* START PAGE EXTRACT *

For the purposes of this specification, a wrench is a manually operable lever-like tool having a hub with a fastener-engaging bit or coupling for temporary attachment of a detachable fastener-engaging bit (for example, a hexagonal socket), the tool having a lever extending laterally from the hub and a manually engageable handle (or its functional equivalent) at or near the outer end of the lever, the wrench enabling a high turning moment or torque to be applied to a rotable fastener or other workpiece.

More effective use of a wrench may be made if the fastener-turning torque being delivered by the wrench is known with a reasonable degree of precision, as compared with the relatively haphazard estimation by the user of manual effort being applied. To this end, various forms of torque-indicating wrench have been proposed.

One such proposed form of torque-indicating wrench has the hub with its fastener-engaging bit (or the coupling therefor) mounted on the lever in a manner which allows at least limited rotation of the hub with respect to the lever, about a rotation axis substantially coincident with the axis about which the fastener is being rotated or tending to be rotated by use of the wrench. This relatively rotatable hub is coupled to the lever by an elastic link such that a momement manually produced on the lever results in a torque from the hub to the fastener or other workpiece along with a torque-dependent strain in the elastic link. A strain-measuring dial gauge coupled between the ends of the elastic link gives an indication of the torque.

* END PAGE EXTRACT *
* START SOURCE EXCERPT *

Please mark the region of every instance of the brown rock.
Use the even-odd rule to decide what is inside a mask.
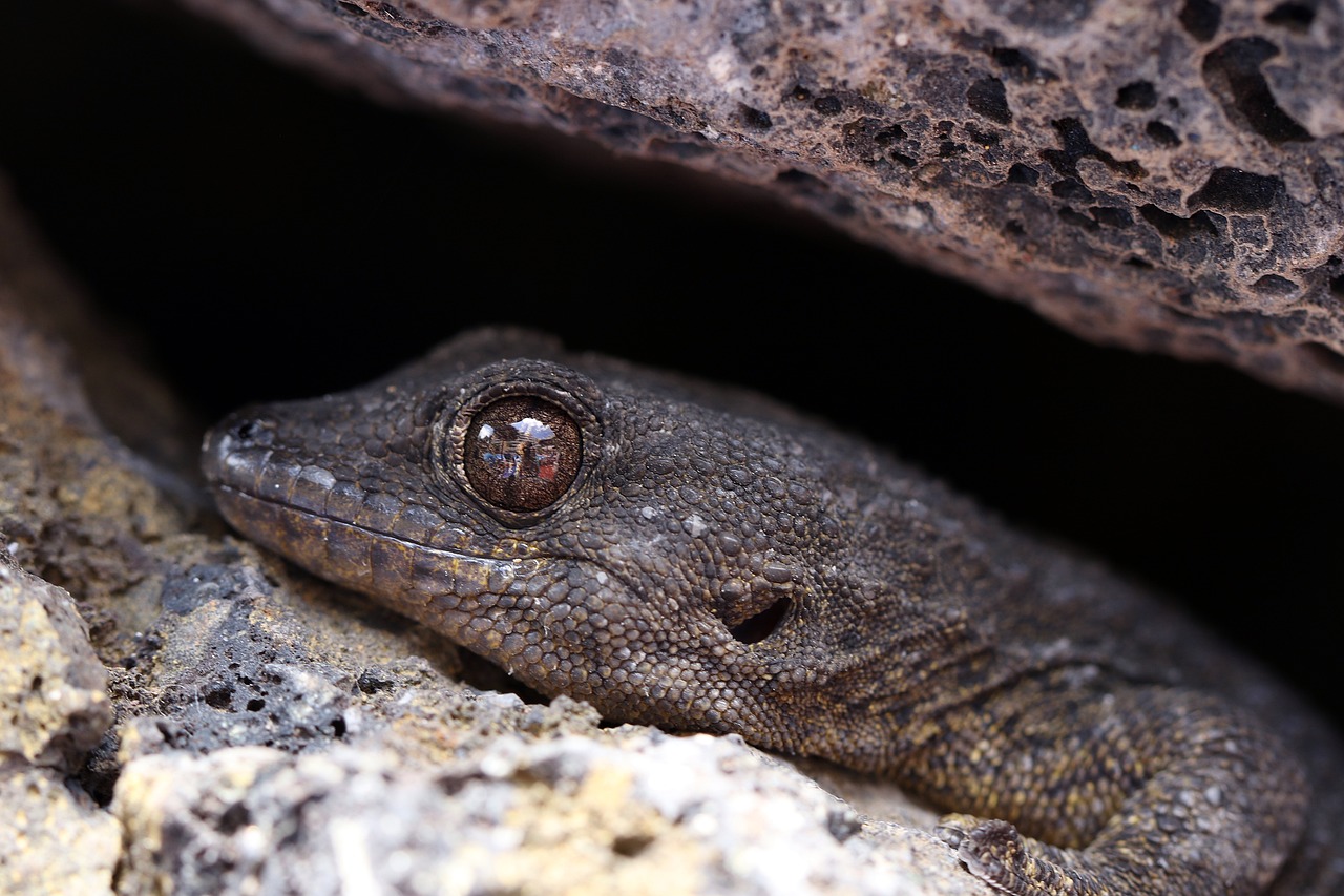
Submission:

* END SOURCE EXCERPT *

• _THE TASKS_
1. List every phrase that the wrench text above sets in parentheses.
2. Copy word for word everything in the wrench text above from "For the purposes" down to "or other workpiece.".

• _SOLUTIONS FOR EACH TASK_
1.
(for example, a hexagonal socket)
(or its functional equivalent)
(or the coupling therefor)

2.
For the purposes of this specification, a wrench is a manually operable lever-like tool having a hub with a fastener-engaging bit or coupling for temporary attachment of a detachable fastener-engaging bit (for example, a hexagonal socket), the tool having a lever extending laterally from the hub and a manually engageable handle (or its functional equivalent) at or near the outer end of the lever, the wrench enabling a high turning moment or torque to be applied to a rotable fastener or other workpiece.